**Text extract**
## begin
Dear list,
QEMU gained support for configuring HMAT recently (see
v4.2.0-415-g9b12dfa03a
and friends). HMAT stands for Heterogeneous Memory Attribute Table and
defines
various attributes to NUMA. Guest OS/app can read these information and fine
tune optimization. See [1] for more info (esp. links in the transcript).
QEMU defines so called initiator, which is an attribute to a NUMA node
and if
specified points to another node that has the best performance to this node.
For instance:
-machine hmat=on \
-m 2G,slots=2,maxmem=4G \
-object memory-backend-ram,size=1G,id=m0 \
-object memory-backend-ram,size=1G,id=m1 \
-numa node,nodeid=0,memdev=m0 \
-numa node,nodeid=1,memdev=m1,initiator=0 \
-smp 2,sockets=2,maxcpus=2 \
-numa cpu,node-id=0,socket-id=0 \
-numa cpu,node-id=0,socket-id=1
creates a machine with 2 NUMA nodes, node 0 has CPUs and node 1 has
memory only
and it's initiator is node 0 (yes, HMAT allows you to create CPU-less
"NUMA"
nodes). The initiator of node 0 is not specified, but since the node has at
least one CPU it is initiator to itself (and has to be per specs).
## end
**Records**
## begin
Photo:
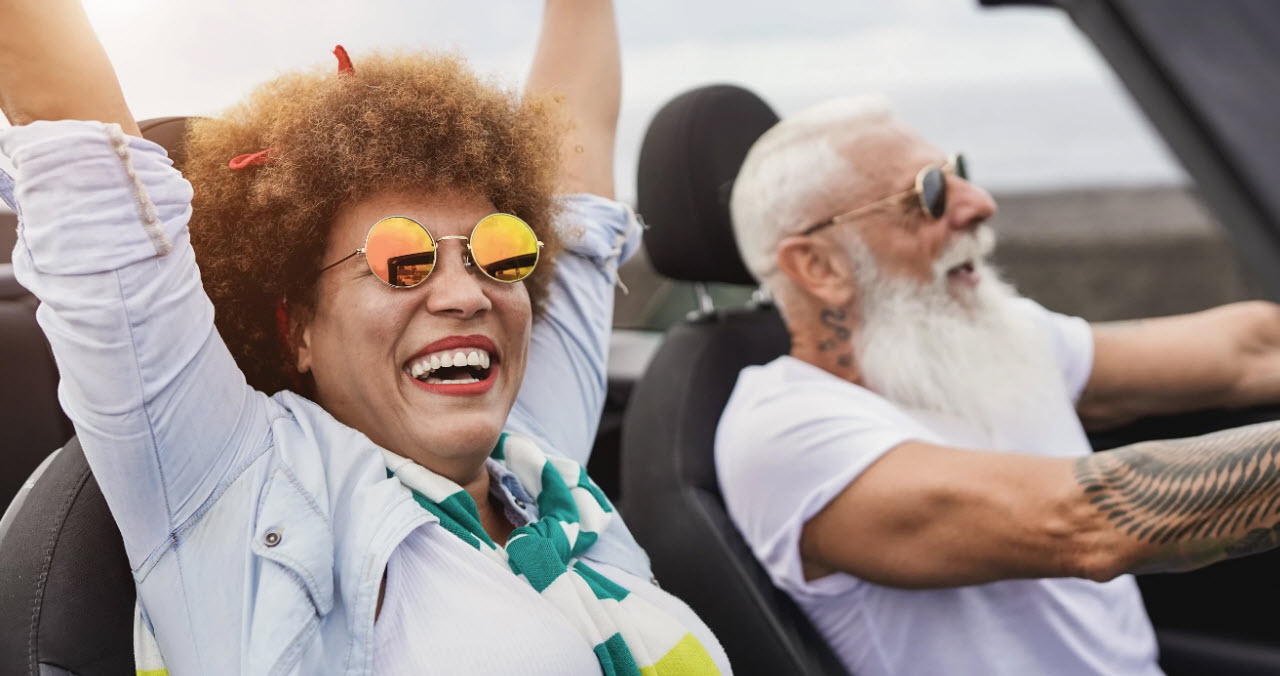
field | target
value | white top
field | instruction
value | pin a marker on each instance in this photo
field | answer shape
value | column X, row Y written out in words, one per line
column 432, row 608
column 794, row 435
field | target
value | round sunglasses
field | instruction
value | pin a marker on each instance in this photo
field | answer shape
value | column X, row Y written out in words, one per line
column 401, row 251
column 929, row 191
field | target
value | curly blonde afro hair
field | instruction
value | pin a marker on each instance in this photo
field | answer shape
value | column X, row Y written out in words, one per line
column 394, row 123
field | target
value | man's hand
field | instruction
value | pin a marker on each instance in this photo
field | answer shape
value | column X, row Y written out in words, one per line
column 579, row 65
column 1223, row 357
column 53, row 67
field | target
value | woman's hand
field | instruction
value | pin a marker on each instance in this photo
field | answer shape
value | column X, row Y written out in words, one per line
column 577, row 62
column 53, row 67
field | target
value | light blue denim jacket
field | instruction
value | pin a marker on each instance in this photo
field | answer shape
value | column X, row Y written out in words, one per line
column 196, row 466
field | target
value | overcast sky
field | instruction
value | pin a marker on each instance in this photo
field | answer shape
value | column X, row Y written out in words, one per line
column 1019, row 90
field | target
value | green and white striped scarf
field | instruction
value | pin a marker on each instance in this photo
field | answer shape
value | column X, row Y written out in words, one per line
column 629, row 634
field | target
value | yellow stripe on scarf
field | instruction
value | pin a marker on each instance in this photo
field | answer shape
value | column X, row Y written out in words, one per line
column 685, row 657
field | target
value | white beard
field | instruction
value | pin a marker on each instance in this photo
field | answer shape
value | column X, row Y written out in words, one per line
column 969, row 352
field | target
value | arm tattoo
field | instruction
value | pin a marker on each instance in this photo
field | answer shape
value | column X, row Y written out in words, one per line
column 1196, row 501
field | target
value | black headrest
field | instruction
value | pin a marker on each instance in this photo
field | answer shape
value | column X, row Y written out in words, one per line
column 690, row 156
column 168, row 132
column 67, row 593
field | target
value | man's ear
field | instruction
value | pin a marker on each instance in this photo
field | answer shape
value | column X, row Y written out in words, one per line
## end
**Written tasks**
1. According to the QEMU HMAT post, what does HMAT stand for?
2. Write what comes next in the QEMU HMAT post, picking up after its final sentence.
The records come from a separate source, unrelated to the QEMU HMAT post.

**Responses to the tasks**
1. Heterogeneous Memory Attribute Table.

2.
This could be represented by an attribute to our /domain/cpu/numa/cell
element.
For instance like this:
<domain>
<vcpu>2</vcpu>
<cpu>
<numa>
<cell id='0' cpus='0,1' memory='1'
unit='GiB'/>
<cell id='1' memory='1' unit='GiB'
initiator='0'/>
</numa>
</cpu>
</domain>
Then, QEMU allows us to control two other important memory attributes:
1) hmat-lb for Latency and Bandwidth
2) hmat-cache for cache attributes
For example:
-machine hmat=on \
-m 2G,slots=2,maxmem=4G \
-object memory-backend-ram,size=1G,id=m0 \
-object memory-backend-ram,size=1G,id=m1 \
-smp 2,sockets=2,maxcpus=2 \
-numa node,nodeid=0,memdev=m0 \
-numa node,nodeid=1,memdev=m1,initiator=0 \
-numa cpu,node-id=0,socket-id=0 \
-numa cpu,node-id=0,socket-id=1 \
-numa
hmat-lb,initiator=0,target=0,hierarchy=memory,data-type=access-latency,latency=5
\
-numa
hmat-lb,initiator=0,target=0,hierarchy=memory,data-type=access-bandwidth,bandwidth=200M
\
-numa
hmat-lb,initiator=0,target=1,hierarchy=memory,data-type=access-latency,latency=10
\
-numa
hmat-lb,initiator=0,target=1,hierarchy=memory,data-type=access-bandwidth,bandwidth=100M
\
-numa
hmat-cache,node-id=0,size=10K,level=1,associativity=direct,policy=write-back,line=8
\
-numa
hmat-cache,node-id=1,size=10K,level=1,associativity=direct,policy=write-back,line=8
This extends previous example by defining some latencies and cache
attributes.
The node 0 has access latency of 5 ns and bandwidth of 200MB/s and node
1 has
access latency of 10ns and bandwidth of only 100MB/s. The memory cache
level 1
on both nodes is 10KB, cache line is 8B long with write-back policy and
direct
associativity (whatever that means).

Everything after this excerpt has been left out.